**TASK DESCRIPTION:**
The result should be every line of the listing that contains "order".
━━ RECORDS SHOWN
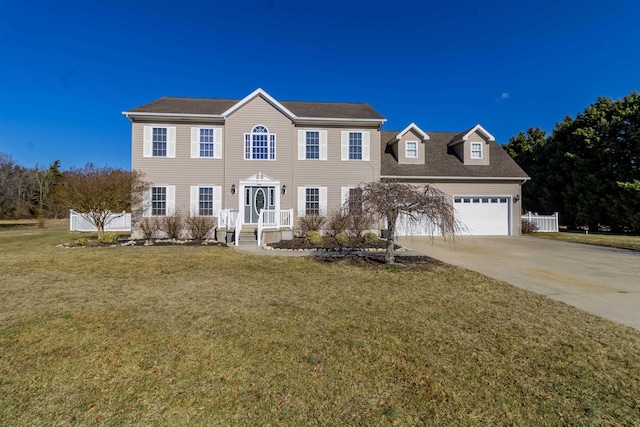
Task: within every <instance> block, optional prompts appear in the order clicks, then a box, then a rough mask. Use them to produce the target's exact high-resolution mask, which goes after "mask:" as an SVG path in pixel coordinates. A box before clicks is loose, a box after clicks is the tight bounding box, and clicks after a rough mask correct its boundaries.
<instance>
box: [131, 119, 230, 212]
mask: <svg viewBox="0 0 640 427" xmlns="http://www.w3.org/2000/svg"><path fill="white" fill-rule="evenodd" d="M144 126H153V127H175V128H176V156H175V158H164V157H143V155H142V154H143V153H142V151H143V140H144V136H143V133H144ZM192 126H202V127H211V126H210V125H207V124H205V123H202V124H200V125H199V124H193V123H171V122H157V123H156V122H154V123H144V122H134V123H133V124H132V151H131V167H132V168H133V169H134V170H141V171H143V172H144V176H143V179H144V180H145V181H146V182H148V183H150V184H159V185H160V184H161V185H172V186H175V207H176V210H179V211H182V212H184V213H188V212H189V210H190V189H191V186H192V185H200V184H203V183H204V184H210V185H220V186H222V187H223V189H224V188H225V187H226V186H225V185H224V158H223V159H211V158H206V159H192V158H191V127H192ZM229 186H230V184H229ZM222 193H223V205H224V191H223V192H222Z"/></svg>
━━━━
━━ RECORDS SHOWN
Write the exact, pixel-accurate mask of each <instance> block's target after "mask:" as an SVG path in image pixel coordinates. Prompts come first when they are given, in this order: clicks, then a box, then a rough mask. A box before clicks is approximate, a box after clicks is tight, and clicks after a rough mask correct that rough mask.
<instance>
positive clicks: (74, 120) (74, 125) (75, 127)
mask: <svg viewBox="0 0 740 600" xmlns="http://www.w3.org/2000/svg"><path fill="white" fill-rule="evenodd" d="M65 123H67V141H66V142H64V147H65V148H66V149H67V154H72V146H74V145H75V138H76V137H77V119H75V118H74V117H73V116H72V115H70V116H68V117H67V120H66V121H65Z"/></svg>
━━━━
**SOLUTION:**
Task: within every <instance> block, optional prompts appear in the order clicks, then a box, then a rough mask. Use them to produce the target's exact high-resolution mask, which goes after "mask:" as an SVG path in pixel coordinates. A box before clicks is loose, a box after clicks is the tight bounding box, and clicks after a rough mask correct its boundaries.
Write the exact, pixel-accurate mask of each <instance> block's target after "mask:" as an SVG path in image pixel coordinates. Prompts come first when they are given, in this order: clicks, then a box, then a rough mask. A box before clicks is approximate, a box after clicks is tight, and clicks after a rough mask correct that rough mask.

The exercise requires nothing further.